INSTRUCTION:
Reproduce the records below without any changes, beginning at the line containing "--target purple flower head" and continuing through the line containing "123 164 L 136", with both of those lines included.

DATASET ENTRIES:
__________________________________________________

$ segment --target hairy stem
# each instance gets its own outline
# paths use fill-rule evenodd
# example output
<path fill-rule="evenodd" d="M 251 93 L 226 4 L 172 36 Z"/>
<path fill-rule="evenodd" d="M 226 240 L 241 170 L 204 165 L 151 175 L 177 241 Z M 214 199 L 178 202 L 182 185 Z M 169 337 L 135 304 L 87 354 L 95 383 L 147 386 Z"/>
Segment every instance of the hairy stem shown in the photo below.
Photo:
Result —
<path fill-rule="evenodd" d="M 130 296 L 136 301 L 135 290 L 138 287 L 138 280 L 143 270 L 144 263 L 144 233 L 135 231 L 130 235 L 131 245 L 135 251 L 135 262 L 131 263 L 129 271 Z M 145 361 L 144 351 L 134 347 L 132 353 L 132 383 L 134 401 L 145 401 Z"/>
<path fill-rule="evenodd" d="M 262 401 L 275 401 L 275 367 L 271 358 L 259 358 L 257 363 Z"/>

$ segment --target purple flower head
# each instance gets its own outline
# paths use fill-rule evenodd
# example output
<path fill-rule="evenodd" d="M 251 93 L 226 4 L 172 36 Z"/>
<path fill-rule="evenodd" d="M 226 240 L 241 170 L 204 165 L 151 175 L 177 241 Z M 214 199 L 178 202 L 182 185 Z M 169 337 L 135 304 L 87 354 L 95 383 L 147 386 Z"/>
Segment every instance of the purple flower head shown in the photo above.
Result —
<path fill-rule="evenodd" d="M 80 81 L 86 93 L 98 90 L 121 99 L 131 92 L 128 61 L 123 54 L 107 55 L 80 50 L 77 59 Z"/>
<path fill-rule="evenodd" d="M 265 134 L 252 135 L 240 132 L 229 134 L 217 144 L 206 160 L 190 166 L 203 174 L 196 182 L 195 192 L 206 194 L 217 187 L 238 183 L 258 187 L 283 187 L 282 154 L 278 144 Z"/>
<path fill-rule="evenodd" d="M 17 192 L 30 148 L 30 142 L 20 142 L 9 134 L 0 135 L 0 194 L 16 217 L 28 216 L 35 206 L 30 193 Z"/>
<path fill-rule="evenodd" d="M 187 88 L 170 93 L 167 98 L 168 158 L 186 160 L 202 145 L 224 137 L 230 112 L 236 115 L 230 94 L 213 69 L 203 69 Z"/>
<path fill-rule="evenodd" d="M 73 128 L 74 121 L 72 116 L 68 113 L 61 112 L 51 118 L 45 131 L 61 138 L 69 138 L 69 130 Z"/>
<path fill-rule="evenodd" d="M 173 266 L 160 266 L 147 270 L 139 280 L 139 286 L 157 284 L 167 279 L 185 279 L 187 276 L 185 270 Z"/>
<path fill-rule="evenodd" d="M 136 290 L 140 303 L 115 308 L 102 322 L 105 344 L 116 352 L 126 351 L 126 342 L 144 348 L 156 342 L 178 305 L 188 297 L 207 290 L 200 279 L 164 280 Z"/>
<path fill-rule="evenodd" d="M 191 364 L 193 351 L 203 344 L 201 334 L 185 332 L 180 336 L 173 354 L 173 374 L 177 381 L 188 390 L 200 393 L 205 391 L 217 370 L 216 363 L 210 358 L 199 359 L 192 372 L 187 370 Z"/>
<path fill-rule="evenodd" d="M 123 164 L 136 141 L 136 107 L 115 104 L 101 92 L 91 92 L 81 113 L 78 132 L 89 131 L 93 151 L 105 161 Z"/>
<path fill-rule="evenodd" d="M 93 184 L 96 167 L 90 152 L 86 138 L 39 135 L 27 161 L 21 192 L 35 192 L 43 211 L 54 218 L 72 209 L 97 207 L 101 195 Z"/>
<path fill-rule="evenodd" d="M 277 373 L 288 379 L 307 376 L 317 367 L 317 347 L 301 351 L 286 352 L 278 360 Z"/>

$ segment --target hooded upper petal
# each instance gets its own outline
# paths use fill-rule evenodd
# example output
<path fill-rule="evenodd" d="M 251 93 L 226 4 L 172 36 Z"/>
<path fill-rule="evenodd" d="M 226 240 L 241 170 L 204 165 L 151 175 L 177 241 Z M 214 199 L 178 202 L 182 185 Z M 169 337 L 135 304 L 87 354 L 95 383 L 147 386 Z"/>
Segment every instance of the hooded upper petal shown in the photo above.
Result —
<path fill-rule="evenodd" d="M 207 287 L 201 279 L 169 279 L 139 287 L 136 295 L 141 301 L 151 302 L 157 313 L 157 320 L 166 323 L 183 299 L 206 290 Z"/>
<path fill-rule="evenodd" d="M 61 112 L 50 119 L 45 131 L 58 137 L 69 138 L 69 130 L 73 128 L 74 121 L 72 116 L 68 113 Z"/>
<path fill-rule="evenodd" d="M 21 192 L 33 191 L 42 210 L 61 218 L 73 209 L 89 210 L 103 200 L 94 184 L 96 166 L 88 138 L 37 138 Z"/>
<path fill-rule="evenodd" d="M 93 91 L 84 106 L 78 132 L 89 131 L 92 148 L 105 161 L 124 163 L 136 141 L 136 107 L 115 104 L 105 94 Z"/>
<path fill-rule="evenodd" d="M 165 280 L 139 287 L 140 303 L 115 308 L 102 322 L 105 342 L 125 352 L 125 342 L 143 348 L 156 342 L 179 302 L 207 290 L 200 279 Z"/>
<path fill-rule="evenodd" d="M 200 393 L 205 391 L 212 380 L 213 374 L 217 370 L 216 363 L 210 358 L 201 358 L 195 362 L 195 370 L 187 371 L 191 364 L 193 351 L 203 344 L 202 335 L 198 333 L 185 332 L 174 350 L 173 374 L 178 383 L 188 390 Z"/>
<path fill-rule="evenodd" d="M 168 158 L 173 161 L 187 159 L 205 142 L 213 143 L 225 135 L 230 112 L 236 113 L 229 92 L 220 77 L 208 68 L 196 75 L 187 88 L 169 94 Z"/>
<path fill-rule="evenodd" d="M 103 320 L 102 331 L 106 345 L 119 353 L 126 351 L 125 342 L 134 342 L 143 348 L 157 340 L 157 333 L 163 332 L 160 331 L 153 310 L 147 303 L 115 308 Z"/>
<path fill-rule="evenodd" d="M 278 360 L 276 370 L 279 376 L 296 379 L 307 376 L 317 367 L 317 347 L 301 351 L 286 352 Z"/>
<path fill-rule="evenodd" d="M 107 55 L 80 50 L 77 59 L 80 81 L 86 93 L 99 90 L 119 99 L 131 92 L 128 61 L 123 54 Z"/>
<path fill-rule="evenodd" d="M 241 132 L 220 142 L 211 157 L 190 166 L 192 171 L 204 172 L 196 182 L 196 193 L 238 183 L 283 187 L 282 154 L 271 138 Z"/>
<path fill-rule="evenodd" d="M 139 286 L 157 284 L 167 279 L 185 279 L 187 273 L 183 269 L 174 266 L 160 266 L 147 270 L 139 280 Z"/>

__________________________________________________

FINISHED EXERCISE:
$ segment --target purple flower head
# each instance gets its own outline
# paths use fill-rule evenodd
# example output
<path fill-rule="evenodd" d="M 251 93 L 226 4 L 172 36 Z"/>
<path fill-rule="evenodd" d="M 226 240 L 241 170 L 204 165 L 151 175 L 177 241 Z M 214 199 L 178 202 L 182 185 Z M 169 337 L 135 304 L 87 354 L 95 383 L 147 386 Z"/>
Segment every instance of the purple flower head shown in the photo above.
Result —
<path fill-rule="evenodd" d="M 80 81 L 86 93 L 98 90 L 121 99 L 131 92 L 128 61 L 123 54 L 107 55 L 80 50 L 77 59 Z"/>
<path fill-rule="evenodd" d="M 265 134 L 252 135 L 240 132 L 229 134 L 217 144 L 206 160 L 190 166 L 203 174 L 196 182 L 195 192 L 206 194 L 217 187 L 238 183 L 258 187 L 283 187 L 282 154 L 278 144 Z"/>
<path fill-rule="evenodd" d="M 17 192 L 30 148 L 30 142 L 20 142 L 9 134 L 0 135 L 0 194 L 16 217 L 28 216 L 35 206 L 30 193 Z"/>
<path fill-rule="evenodd" d="M 187 88 L 170 93 L 167 98 L 168 158 L 186 160 L 202 145 L 224 137 L 230 112 L 236 115 L 230 94 L 213 69 L 203 69 Z"/>
<path fill-rule="evenodd" d="M 73 128 L 74 121 L 72 116 L 68 113 L 61 112 L 51 118 L 45 131 L 61 138 L 69 138 L 69 130 Z"/>
<path fill-rule="evenodd" d="M 173 266 L 160 266 L 147 270 L 139 280 L 139 286 L 157 284 L 167 279 L 185 279 L 187 276 L 185 270 Z"/>
<path fill-rule="evenodd" d="M 136 290 L 140 303 L 115 308 L 102 322 L 105 344 L 116 352 L 126 351 L 126 342 L 144 348 L 156 342 L 178 305 L 188 297 L 207 290 L 200 279 L 164 280 Z"/>
<path fill-rule="evenodd" d="M 191 364 L 193 351 L 203 344 L 201 334 L 185 332 L 180 336 L 173 354 L 173 374 L 177 381 L 188 390 L 200 393 L 205 391 L 217 370 L 216 363 L 210 358 L 199 359 L 192 372 L 187 370 Z"/>
<path fill-rule="evenodd" d="M 123 164 L 136 141 L 136 107 L 115 104 L 101 92 L 91 92 L 81 113 L 78 132 L 89 131 L 93 151 L 105 161 Z"/>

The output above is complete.